• _Excerpted records_:
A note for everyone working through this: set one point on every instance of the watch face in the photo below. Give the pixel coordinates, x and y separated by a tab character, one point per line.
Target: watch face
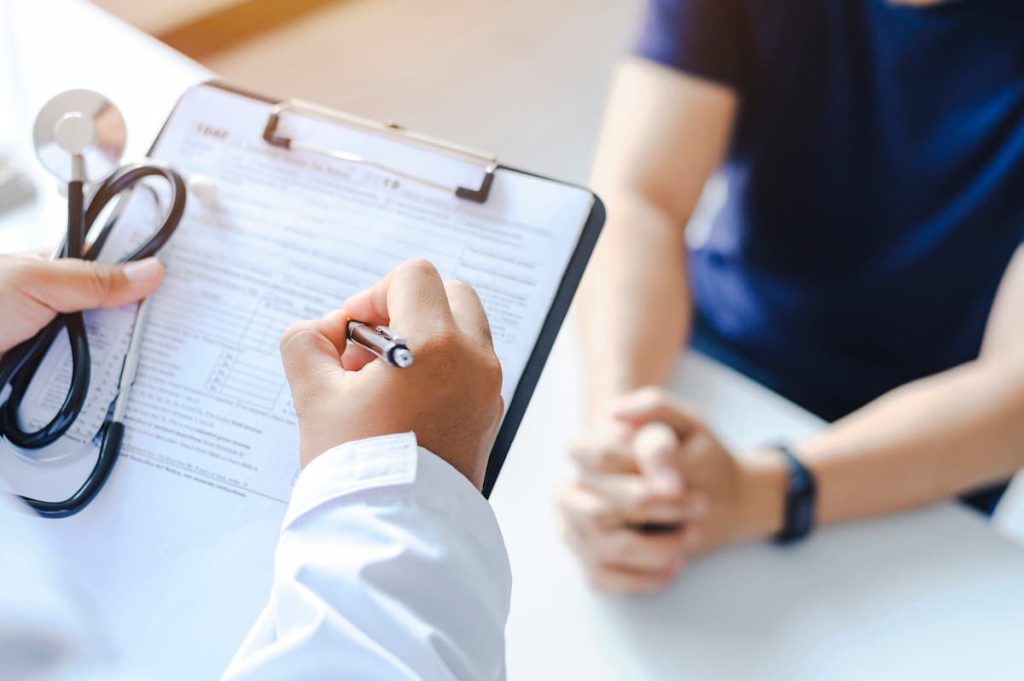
800	500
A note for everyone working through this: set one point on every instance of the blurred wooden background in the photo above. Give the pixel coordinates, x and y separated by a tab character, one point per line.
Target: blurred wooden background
525	80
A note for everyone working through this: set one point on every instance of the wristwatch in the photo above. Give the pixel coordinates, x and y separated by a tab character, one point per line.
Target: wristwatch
801	494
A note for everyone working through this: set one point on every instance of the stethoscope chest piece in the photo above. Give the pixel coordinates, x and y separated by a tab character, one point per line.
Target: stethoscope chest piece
80	136
80	128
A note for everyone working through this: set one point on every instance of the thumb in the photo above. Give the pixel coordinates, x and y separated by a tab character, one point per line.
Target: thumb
656	447
310	351
70	285
648	405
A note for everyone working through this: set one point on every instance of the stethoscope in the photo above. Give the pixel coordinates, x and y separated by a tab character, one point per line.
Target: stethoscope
79	137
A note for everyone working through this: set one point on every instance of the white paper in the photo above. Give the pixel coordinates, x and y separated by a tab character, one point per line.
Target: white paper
290	236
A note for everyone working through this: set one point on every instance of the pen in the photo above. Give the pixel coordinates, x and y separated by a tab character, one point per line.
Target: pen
383	342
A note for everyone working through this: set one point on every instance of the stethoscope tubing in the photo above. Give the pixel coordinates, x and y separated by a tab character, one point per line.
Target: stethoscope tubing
18	367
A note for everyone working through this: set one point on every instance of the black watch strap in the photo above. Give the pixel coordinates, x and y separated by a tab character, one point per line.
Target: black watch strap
801	495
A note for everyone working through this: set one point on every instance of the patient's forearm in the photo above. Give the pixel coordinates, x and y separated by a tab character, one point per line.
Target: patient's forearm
924	441
635	304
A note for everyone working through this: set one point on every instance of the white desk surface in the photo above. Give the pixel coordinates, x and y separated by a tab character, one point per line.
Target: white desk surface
931	594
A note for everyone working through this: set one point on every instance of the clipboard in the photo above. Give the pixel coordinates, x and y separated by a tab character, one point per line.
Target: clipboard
488	166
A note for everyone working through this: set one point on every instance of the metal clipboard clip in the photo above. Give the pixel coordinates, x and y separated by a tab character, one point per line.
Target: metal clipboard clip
487	163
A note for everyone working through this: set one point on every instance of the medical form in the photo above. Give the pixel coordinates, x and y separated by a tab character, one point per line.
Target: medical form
289	236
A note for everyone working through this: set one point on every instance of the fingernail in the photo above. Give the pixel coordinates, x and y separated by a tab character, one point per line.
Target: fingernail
142	270
699	506
666	483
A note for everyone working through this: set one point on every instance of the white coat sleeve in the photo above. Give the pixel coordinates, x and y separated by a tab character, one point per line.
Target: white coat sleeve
390	565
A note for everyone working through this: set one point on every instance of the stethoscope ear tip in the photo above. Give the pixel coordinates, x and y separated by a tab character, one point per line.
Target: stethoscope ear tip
204	188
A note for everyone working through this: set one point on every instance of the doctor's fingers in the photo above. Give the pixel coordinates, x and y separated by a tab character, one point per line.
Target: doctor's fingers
310	351
468	311
411	298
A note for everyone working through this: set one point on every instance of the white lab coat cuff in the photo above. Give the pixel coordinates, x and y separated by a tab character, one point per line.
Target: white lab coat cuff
389	469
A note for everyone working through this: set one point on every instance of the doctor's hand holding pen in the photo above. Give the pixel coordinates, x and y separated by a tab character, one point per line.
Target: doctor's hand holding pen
450	397
34	290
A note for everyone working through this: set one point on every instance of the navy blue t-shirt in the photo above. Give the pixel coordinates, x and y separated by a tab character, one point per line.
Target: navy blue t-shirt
876	184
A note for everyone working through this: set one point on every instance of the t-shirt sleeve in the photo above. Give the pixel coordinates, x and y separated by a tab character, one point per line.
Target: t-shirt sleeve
704	38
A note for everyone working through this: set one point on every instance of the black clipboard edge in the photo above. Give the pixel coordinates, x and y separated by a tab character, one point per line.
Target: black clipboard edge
552	323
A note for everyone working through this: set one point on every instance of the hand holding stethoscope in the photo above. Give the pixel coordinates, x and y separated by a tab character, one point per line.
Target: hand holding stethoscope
79	137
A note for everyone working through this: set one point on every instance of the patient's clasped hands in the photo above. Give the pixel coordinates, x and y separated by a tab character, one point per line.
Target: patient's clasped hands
655	487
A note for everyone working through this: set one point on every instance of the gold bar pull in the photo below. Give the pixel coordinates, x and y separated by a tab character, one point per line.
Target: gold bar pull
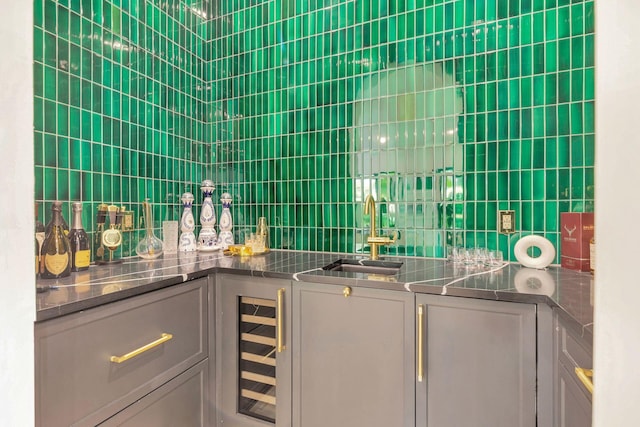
163	338
279	322
585	375
420	342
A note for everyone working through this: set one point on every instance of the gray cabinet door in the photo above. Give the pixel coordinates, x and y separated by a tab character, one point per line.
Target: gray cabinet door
353	360
479	360
573	405
573	400
180	402
82	374
254	376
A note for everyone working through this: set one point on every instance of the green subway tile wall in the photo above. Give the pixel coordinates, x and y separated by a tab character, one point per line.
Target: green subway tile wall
121	104
445	110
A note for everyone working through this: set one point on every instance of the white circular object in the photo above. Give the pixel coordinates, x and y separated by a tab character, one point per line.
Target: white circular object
539	282
547	251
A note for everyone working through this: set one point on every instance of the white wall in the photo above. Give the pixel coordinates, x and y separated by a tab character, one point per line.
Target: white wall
617	315
17	285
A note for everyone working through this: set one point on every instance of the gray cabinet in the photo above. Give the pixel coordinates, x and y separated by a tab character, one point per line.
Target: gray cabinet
253	349
353	357
573	399
476	363
183	402
91	365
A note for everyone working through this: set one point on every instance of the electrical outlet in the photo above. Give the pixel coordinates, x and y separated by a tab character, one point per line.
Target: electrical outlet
506	222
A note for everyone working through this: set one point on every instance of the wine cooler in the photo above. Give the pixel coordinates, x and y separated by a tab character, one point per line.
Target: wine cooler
254	363
257	358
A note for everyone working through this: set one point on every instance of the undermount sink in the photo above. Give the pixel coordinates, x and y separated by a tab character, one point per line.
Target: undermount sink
365	266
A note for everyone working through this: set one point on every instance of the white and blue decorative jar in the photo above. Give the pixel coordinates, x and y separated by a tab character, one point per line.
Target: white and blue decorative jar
187	225
208	238
226	223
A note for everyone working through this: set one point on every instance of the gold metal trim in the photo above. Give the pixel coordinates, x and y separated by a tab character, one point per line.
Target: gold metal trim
280	321
585	375
420	343
163	338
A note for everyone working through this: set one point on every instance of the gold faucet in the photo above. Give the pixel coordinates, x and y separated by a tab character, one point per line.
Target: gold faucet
374	240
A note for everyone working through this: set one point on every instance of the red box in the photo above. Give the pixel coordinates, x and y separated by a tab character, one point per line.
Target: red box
576	232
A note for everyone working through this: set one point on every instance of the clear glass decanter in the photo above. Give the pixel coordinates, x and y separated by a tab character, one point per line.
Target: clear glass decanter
150	246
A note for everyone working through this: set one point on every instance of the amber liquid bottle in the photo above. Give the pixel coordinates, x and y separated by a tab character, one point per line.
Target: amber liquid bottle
56	252
79	240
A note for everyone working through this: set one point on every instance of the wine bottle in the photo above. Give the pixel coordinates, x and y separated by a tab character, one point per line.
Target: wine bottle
79	241
65	226
37	252
39	231
56	254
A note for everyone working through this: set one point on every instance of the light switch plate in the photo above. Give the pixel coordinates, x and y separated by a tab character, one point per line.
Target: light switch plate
506	222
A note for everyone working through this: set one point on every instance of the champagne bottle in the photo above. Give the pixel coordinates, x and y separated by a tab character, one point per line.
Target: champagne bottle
56	254
39	231
37	252
592	255
79	241
65	226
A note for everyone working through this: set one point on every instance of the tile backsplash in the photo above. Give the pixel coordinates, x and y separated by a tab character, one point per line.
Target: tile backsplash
446	111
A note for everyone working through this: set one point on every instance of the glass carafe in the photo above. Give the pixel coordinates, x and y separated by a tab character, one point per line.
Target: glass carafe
150	246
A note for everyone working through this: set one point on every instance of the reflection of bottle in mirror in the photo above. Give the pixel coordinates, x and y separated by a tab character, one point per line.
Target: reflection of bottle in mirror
262	234
592	255
65	226
55	254
170	228
79	241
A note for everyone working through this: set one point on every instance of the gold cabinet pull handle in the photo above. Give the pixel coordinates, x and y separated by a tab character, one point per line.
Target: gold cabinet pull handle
163	338
420	342
585	375
280	322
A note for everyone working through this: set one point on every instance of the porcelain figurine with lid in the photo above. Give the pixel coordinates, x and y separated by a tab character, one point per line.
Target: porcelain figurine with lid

• _Your goal_:
Reproduce the records from the line containing "of the glass" through the end of the records, substituting "decanter" for "carafe" and leaving all other text unchanged.

• _Problem solution_:
A note for everyone working through this: set one point on every instance of the glass decanter in the photo above. Give the pixel coordinates, x and y separated by a tab character, one point per line.
Target: glass decanter
150	246
A note for everyone working through this: set one point on every instance of the reflection of bottle in mirror in the photo above. Give the pixel coordinates, x and y separated by a tab character, one point per line.
Target: reflection of bottle in mirror
262	234
592	255
65	226
55	254
170	228
79	241
A note for everyone working through this: set one point on every instance of the gold cabinet pull handle in the photo above. Give the pixel coordinates, x and y separated by a tab character, one point per line.
Target: gold cabinet pull handle
163	338
420	342
585	375
280	322
A note for everyone working through this: set one point on every instance of the porcelain figurine with lid in the photo above. Give the pixel coordinates, x and y separated by a tab character, one point per line.
Target: porcelain figurine with lid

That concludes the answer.